Pick out each line below that contains the word "mask" and copy those lines.

--- start of EXERCISE INPUTS ---

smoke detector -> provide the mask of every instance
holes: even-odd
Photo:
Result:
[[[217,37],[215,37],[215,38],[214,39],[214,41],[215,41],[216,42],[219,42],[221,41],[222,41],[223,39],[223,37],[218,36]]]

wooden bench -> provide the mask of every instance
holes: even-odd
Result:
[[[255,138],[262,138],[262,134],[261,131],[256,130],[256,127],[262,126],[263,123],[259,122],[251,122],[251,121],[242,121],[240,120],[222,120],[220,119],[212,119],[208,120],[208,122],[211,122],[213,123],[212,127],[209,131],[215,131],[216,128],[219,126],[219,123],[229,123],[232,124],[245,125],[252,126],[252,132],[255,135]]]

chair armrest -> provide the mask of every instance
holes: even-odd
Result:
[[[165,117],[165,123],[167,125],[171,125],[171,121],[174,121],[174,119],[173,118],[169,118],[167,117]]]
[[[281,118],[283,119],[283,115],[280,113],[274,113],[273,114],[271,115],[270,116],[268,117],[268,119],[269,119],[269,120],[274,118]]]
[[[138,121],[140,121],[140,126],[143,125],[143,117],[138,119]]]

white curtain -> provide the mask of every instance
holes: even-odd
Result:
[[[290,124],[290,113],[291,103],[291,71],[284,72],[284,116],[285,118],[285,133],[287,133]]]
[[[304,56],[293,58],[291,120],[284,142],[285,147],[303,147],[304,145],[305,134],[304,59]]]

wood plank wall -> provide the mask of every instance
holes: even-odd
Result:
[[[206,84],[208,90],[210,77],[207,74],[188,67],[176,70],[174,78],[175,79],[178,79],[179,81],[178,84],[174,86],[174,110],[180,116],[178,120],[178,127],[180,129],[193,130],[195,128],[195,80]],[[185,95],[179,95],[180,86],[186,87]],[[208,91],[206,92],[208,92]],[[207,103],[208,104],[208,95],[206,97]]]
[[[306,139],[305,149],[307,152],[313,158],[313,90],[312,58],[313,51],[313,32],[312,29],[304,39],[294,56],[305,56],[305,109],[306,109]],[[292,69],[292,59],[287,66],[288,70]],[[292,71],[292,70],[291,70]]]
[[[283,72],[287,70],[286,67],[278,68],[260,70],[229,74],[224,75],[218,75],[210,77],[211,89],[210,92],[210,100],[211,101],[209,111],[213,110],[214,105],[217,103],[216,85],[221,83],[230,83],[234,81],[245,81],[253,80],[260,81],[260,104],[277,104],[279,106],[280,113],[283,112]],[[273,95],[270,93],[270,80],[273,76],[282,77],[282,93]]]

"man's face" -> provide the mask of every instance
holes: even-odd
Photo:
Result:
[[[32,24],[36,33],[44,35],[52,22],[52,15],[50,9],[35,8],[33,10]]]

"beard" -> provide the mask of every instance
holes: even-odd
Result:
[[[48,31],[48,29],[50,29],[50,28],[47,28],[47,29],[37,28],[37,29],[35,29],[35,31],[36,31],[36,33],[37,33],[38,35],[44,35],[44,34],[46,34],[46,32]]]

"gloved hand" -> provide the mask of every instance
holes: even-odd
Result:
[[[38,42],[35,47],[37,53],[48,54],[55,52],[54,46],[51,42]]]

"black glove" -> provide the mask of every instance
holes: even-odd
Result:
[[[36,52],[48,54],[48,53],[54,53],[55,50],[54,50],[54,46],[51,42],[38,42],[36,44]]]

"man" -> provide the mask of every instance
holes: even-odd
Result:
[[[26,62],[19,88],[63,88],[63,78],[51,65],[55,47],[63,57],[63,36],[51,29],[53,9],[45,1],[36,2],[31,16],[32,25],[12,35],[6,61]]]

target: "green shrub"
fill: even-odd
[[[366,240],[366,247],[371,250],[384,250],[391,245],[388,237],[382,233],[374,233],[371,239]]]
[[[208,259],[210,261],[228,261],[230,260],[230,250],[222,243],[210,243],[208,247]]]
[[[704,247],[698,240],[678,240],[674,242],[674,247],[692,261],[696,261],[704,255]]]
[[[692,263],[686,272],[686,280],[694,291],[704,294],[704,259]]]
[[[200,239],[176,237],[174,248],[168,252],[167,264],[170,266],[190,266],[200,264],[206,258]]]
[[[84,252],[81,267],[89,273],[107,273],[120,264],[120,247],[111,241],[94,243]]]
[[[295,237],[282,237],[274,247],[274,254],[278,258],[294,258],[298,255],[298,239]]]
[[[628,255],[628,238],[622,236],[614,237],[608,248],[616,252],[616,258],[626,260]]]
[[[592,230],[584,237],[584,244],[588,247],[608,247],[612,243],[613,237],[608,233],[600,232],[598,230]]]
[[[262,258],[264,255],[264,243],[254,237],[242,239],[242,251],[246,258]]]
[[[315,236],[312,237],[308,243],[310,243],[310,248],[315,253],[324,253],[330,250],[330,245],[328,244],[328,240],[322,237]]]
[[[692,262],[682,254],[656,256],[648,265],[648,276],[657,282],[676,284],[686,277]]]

--- end of EXERCISE INPUTS ---

### WORKED SOLUTION
smoke detector -> provide the mask of every instance
wooden bench -> provide the mask of every instance
chair armrest -> provide the mask of every instance
white curtain -> provide the mask of every instance
wood plank wall -> provide the mask of every instance
"man's face" -> provide the mask of every instance
"beard" -> provide the mask of every instance
"gloved hand" -> provide the mask of every instance
"black glove" -> provide the mask of every instance
"man" -> provide the mask of every instance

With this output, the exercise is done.